◆ STATED TASK A
From the records, retype everything from the line containing "Shot-chart prep: mark the dirt" down to the line containing "column 92, row 37", including both of those lines.

◆ PROVIDED TEXT
****************************************

NEW YORK -- I went to the grannies for a booster shot of optimism. It's been that kind of week. We just passed the third anniversary of the flight-jacket photo op and its mission unaccomplished. The plunge in the president's approval ratings, down to 33 percent, hasn't translated into a howl of protest but a low-level depression. And the Official Bush Countdown Clock is barely a tick below 1,000 days.

But in Manhattan, 18 women of granny age, full of wit and wisdom, have just won a court case and sent their protest story around the world. I'll take my optimism where I can.

Last fall, these women descended by foot, cane, and walker onto an armed forces recruitment center in Times Square. Inspired by groups such as the Tucson Raging Grannies, they demanded -- ''we insist/ we enlist"-- that the Army take them rather than their grandchildren.

When the soldiers locked them out, 91-year-old Lillian Runyon banged on the door, singing: ''If I had a hammer . . . " The women of the Granny Peace Brigade then staged a sit-down until the police, rather more gently than is their wont, took them to jail in handcuffs.

Their cry against the war's dishonorable conduct came up against the government's claim of their disorderly conduct. But on April 27, a mere whippersnapper of a judge -- 46 years old -- declared them not guilty. Whereupon Joan Wile, lyricist and grandmother of five, promptly then told the courthouse crowd, ''Listen to your granny; she knows best."

****************************************

◆ STATED TASK B
In the column about the Granny Peace Brigade, how old was the judge who found the women not guilty?

****************************************

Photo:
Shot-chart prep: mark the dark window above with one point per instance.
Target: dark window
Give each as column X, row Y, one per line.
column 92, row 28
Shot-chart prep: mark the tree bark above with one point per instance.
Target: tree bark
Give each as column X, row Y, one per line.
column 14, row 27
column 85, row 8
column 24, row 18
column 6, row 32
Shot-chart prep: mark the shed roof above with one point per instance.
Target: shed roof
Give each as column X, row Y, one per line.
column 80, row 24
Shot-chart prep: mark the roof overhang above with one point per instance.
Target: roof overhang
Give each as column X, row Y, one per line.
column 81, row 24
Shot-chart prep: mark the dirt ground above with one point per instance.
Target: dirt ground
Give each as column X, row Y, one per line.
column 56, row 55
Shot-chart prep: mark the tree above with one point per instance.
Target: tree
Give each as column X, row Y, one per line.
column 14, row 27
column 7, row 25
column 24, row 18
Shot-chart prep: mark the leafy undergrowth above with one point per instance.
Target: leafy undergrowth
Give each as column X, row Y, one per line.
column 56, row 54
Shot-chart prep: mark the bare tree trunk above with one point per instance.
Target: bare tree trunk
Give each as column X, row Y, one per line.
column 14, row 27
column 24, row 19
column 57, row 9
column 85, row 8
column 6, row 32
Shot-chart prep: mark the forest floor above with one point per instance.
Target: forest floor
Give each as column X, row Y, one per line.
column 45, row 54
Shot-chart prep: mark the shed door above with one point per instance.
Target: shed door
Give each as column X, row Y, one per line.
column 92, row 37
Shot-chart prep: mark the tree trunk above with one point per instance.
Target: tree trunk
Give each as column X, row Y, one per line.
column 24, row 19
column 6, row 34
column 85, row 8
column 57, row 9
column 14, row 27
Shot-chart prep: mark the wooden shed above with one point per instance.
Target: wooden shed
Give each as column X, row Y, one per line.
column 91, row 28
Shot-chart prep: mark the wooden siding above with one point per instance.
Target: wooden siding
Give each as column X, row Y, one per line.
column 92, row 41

****************************************

◆ WRITTEN RESPONSE A
Shot-chart prep: mark the dirt ground above with one point per instance.
Target: dirt ground
Give each as column X, row Y, one per line.
column 56, row 55
Shot-chart prep: mark the tree above with one point per instance.
Target: tree
Give each as column X, row Y, one per line.
column 14, row 27
column 7, row 25
column 24, row 18
Shot-chart prep: mark the leafy undergrowth above with one point per instance.
Target: leafy undergrowth
Give each as column X, row Y, one per line.
column 56, row 54
Shot-chart prep: mark the bare tree trunk above with one point per instance.
Target: bare tree trunk
Give each as column X, row Y, one per line.
column 14, row 27
column 24, row 19
column 57, row 9
column 85, row 8
column 6, row 32
Shot-chart prep: mark the forest floor above with one point per instance.
Target: forest floor
Give each as column X, row Y, one per line.
column 45, row 54
Shot-chart prep: mark the shed door above with one point per instance.
Target: shed door
Give each as column X, row Y, one per line.
column 92, row 37

◆ WRITTEN RESPONSE B
46 years old.